Die Zellen der Nacktmulle stellen ihr Wachstum bereits dann ein, wenn sich ein lockeres Netzwerk mit wenigen Zellkontakten gebildet hat. So haben Krebszellen keine Chance.

Der mausgroße Nager stammt aus Afrika.

Der mausgroße Nager stammt aus Afrika.

(Foto: picture-alliance / dpa/dpaweb)

Nacktmulle haben einen Mechanismus entwickelt, der sie vor Krebstumoren bewahrt. Offensichtlich sind die Zellen des haarlosen Nagers besonders kontaktscheu, wie eine amerikanische Forschergruppe um Andrei Seluanov von der Universität Rochester (US-Staat New York) in den "Proceedings" der US-Akademie der Wissenschaften ("PNAS") berichtet. Denn während menschliche Zellen und die anderer Säugetiere das Wachstum erst bei dichtem Kontakt untereinander einstellen und so der Tumorbildung vorbeugen, tun die Zellen des für seine Langlebigkeit bekannten Nacktmulls dies schon bei lockerem Kontakt, erklären die Forscher.

Ursache der Langlebigkeit?

In Zellkulturen hören Säugetierzellen auf, sich zu teilen, sobald sie eine dichte Schicht gebildet haben. Diese sogenannte Kontakthemmung gesunder Zellen ist ein sehr effizienter Mechanismus der Krebsvorsorge. Krebszellen hingegen wuchern auch bei engem Kontakt weiter und bilden mehrere übereinander liegende Schichten. Die Zellen des Nacktmulls wiederum sind noch vorsichtiger: Sie stellen ihr Wachstum schon dann ein, wenn sich ein lockeres Netzwerk mit wenigen Zellkontakten gebildet hat, berichten die Forscher. In dieser "frühen Kontakthemmung” vermuten Seluanov und seine Kollegen das Geheimnis der bemerkenswerten Langlebigkeit der Nager: Trotz ihrer geringen Körpermasse von durchschnittlich etwa 35 Gramm können die Tiere ein Alter von mehr als 28 Jahren erreichen.

(Datensatzeinträge)
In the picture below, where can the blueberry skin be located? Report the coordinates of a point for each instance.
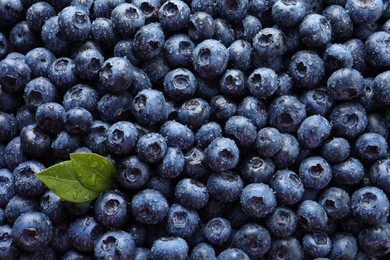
(376, 50)
(194, 113)
(63, 73)
(316, 244)
(195, 163)
(222, 108)
(286, 248)
(270, 43)
(257, 170)
(122, 137)
(7, 191)
(222, 154)
(32, 231)
(379, 174)
(9, 250)
(178, 50)
(257, 200)
(348, 172)
(74, 23)
(181, 221)
(317, 102)
(370, 205)
(315, 31)
(37, 14)
(336, 150)
(307, 69)
(96, 138)
(313, 131)
(289, 153)
(253, 109)
(371, 146)
(349, 120)
(81, 95)
(34, 141)
(53, 206)
(151, 147)
(340, 20)
(14, 75)
(311, 215)
(203, 251)
(210, 58)
(287, 14)
(174, 15)
(225, 187)
(191, 194)
(126, 20)
(344, 246)
(282, 222)
(149, 107)
(50, 117)
(78, 120)
(116, 244)
(149, 207)
(287, 186)
(180, 84)
(233, 254)
(13, 154)
(84, 232)
(240, 55)
(336, 202)
(51, 37)
(363, 13)
(166, 248)
(375, 240)
(207, 133)
(39, 60)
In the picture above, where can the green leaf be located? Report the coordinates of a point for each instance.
(62, 180)
(94, 171)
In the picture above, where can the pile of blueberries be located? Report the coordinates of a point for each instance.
(240, 129)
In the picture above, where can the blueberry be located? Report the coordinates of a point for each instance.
(225, 187)
(380, 174)
(282, 222)
(257, 200)
(316, 244)
(370, 205)
(191, 193)
(174, 15)
(32, 231)
(233, 254)
(115, 244)
(149, 107)
(344, 246)
(149, 206)
(14, 75)
(203, 251)
(349, 120)
(240, 55)
(375, 240)
(222, 154)
(286, 248)
(178, 50)
(74, 23)
(317, 102)
(286, 114)
(287, 186)
(210, 58)
(166, 248)
(307, 69)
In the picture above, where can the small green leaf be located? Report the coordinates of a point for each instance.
(62, 180)
(94, 171)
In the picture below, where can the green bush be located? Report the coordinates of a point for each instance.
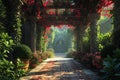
(7, 68)
(111, 69)
(6, 44)
(22, 51)
(107, 50)
(8, 71)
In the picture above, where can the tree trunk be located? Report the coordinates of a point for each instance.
(29, 33)
(116, 31)
(93, 32)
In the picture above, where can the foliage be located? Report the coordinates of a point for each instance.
(111, 69)
(33, 62)
(107, 50)
(2, 17)
(116, 53)
(8, 72)
(22, 51)
(103, 39)
(5, 45)
(7, 68)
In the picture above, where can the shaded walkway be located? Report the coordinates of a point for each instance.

_Zu erledigende Aufgaben_.
(A) Welches Alter können die Tiere laut dem Text über Nacktmulle erreichen?
(B) Führe den Text über Nacktmulle nach seinem letzten Satz weiter.

_Lösungen_.
(A) Ein Alter von mehr als 28 Jahren.

(B)
Die unterschiedliche Empfindlichkeit der Zellen von Nacktmullen und anderen Nagern wird über verschiedene Signalwege gesteuert, vermuten die Forscher. Die verantwortlichen Eiweiße in der Zellwand – so genannte Membranproteine – scheinen bei den Nacktmullen besonders empfindlich. Zudem haben sich die Tiere einen doppelten Schutzschild zugelegt: Zwei verschiedene Membranproteine reagieren bei unterschiedlichen Zelldichten und stoppen das Zellwachstum oder führen sogar zum Zelltod. Bei den meisten Nagern löst vor allem das sogenannte p27 eine Kontakthemmung aus. Bei den Nacktmullen aber ist dem p27- noch der p16-Signalweg vorgeschaltet, der schon bei geringen Zelldichten reagiert.

Ein Modell für die Krebsforschung

Seluanov und seine Kollegen sehen daher in den Nacktmullen einen bedeutsamen Modellorganismus für die Krebsforschung. Langlebigkeit ist üblicherweise mit einem erhöhten Krebsrisiko verbunden. Die nähere Erforschung der frühen Kontakthemmung der Nacktmulle könnte den Weg für die Entwicklung neuer Therapien zur Behandlung und Vorbeugung von Krebserkrankungen ebnen, betonen die Forscher.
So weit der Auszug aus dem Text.